__WHAT YOU WILL DO__. The entire listing below is to be reproduced exactly.

__INPUT MATERIAL__.

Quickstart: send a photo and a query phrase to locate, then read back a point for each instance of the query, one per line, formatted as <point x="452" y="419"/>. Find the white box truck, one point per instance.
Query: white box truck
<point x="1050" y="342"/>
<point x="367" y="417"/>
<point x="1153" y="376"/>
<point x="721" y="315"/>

__REPLY TO THE EXERCISE__.
Quickstart: send a photo and a query phrase to locate, then read back a point for each instance of the query, one per line, formatted as <point x="452" y="419"/>. Find the white box truck, one point per instance.
Query: white box truck
<point x="1050" y="342"/>
<point x="367" y="417"/>
<point x="1153" y="376"/>
<point x="721" y="315"/>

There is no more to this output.